**YOUR TASKS**
1 > In the reviews of the novel Louisa, in what year does Nora decide to emigrate to Israel?
2 > Carry on the reviews of the novel Louisa, starting right after their last line.
::: PROVIDED PASSAGE
3 of 3 people found the following review helpful:
4.0 out of 5 stars
A kaleidoscope of fragments.,
By
This review is from: Louisa (Hardcover)
Like small pieces of glass rotating and reflecting new patterns, Zelitch's story of the Holocaust, Zionism, and the founding of Israel appears in fragments and rotates upon itself. Scenes move back and forth in time, between characters, between Hungary and Israel, and between first and third person narratives. The reader must work hard here to connect these fragments and to see how all the characters relate to each other, but gradually, the fragments evolve into a whole picture with a depth, scope, and historical grounding that are rare in fiction.
Ostensibly, this is the intriguing story of Louisa, a young German Aryan who marries Gabor, a Hungarian Jew, as World War II is breaking out. But it is equally the story of her feisty mother-in-law Nora, the primary speaker of the narrative, who decides to emigrate to Israel in 1949. The reader learns of the problems each woman has faced in Hungary during the Holocaust, her family history, her involvement in intellectual and cultural life, and her personal relationships. It is a book of enormous, epic reach. One of the difficulties of developing a story like this in fragments, however, is that the reader is often so busy connecting ideas that s/he remains somewhat distanced from the characters, being forced to accumulate information about them, rather than partipating in the action with them. The characters become players on a stage, in a drama which is not completed until the end of the book. Despite substantial background information, I never felt that I really knew Louisa and Nora or "got inside" their heads enough to be able to understand them or predict how they would behave. Their motivations are often unclear because the fragment of the story which explains motivation appears later in the book. The deliberate parallels between Louisa and Nora and the Biblical story of Ruth and Naomi give depth and scope to their relationship, but they do not fully explain it. Ultimately, I found this novel thoughtful, enlightening, and even important, but it didn't capture my heart. Its unique approach to the Holocaust story, its slice-of-life pictures of early Israel, its themes, and its "big picture," while truly admirable, do not generate a great deal of warmth or lead to complete characters which linger long in the reader's memory--at least, this reader's. I wish it had been so. Mary Whipple
7 of 9 people found the following review helpful:
5.0 out of 5 stars
An extraordinary journey,
By A Customer
This review is from: Louisa (Hardcover)
Louisa is a brilliant novel, both captivating and intriguing. The characters are well developed and believable. I highly recommend this book.
6 of 8 people found the following review helpful:
4.0 out of 5 stars
A fine debut novel,
By Debbie Lee Wesselmann (the Lehigh Valley, PA) - See all my reviews (TOP 50 REVIEWER) (VINE VOICE) (2008 HOLIDAY TEAM) (REAL NAME)
This review is from: Louisa (Hardcover)
::::::
::: STORED ROWS
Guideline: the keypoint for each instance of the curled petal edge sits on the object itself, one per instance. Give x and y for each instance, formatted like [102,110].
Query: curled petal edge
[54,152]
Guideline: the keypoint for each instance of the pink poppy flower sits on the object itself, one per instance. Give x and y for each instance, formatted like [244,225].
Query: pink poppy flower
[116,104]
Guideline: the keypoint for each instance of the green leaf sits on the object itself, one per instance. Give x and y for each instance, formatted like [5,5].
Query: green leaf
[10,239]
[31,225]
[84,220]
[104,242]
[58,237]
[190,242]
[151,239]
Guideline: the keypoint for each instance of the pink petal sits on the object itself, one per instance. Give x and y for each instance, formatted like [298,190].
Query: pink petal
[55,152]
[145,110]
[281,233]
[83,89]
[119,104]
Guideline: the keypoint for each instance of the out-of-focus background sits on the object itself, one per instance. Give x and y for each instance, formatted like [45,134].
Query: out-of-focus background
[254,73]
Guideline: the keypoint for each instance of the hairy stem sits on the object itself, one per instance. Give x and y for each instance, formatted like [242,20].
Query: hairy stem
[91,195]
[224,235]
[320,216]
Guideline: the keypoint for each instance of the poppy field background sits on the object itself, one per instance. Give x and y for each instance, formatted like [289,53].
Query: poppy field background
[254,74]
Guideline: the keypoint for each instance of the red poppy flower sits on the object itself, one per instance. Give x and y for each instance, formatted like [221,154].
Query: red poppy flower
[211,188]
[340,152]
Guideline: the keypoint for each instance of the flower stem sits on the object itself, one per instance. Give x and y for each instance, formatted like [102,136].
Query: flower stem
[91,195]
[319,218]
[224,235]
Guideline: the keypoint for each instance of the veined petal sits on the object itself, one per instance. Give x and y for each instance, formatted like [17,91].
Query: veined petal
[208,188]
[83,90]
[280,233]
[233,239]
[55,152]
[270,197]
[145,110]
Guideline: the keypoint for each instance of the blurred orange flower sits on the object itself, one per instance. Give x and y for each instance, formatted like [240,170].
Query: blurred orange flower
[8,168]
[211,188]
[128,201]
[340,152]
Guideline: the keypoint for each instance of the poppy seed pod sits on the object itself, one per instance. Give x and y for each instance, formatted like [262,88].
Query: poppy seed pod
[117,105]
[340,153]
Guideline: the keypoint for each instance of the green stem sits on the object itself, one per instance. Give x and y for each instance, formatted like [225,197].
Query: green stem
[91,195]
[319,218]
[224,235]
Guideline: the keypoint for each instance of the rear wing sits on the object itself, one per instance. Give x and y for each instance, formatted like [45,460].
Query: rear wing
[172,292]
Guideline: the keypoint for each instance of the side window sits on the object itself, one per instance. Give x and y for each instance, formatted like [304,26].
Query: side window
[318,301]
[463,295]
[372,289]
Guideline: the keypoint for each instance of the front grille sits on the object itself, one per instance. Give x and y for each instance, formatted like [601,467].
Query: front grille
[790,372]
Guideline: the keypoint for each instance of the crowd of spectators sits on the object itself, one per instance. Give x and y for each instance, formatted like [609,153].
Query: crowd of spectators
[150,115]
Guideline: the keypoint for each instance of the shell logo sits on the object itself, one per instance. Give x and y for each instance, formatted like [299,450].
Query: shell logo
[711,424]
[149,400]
::::::
**ANSWERS PER TASK**
1 > 1949

2 >
This engrossing, well-told tale of Nora, a Jewish Hungarian woman, and her gentile German daughter-in-law Louisa drew me in from the first sentence. Nora arrives in Israel following World War II with widowed Louisa. The other Jewish refugees resent Louisa and try to pressure Nora to send her back to Europe, but Nora can only reply, "I owe her my life." As for Louisa, she explains her strange desire to convert to Judaism and to become an Israelite as simple love for Nora. But the reader knows that these sentiments, while enough for some people, does not completely explain why they are together in this foreign land. As the women's stories emerge, a uniting force becomes apparent: Gabor, Nora's carefree, reckless, and handsome son.Zelitch has done an admirable job of characterization, from gritty Nora, to refined but resourceful Louisa, to Nora's idealistic cousin Bela, to Nora's measurement-obsessed husband Janos. This story unfolds at a leisurely pace that never bores; the narrative is full of details that give everything - and everyone - life. Although, as noted by other reviewers, the point-of-view shifts can be disconcerting at first, it was clear to this reader that Nora, not an omniscient narrator, was imagining and embellishing scenes she could never have known first hand in an effort to understand herself how she came to be in the new Jewish homeland with Louisa. Readers who expect a page-turner should look elsewhere, but those who appreciate the richness of literary fiction should find much to admire.
6 of 8 people found the following review helpful:
5.0 out of 5 stars
Gripping Historical Novel,
By A Customer
This review is from: Louisa (Hardcover)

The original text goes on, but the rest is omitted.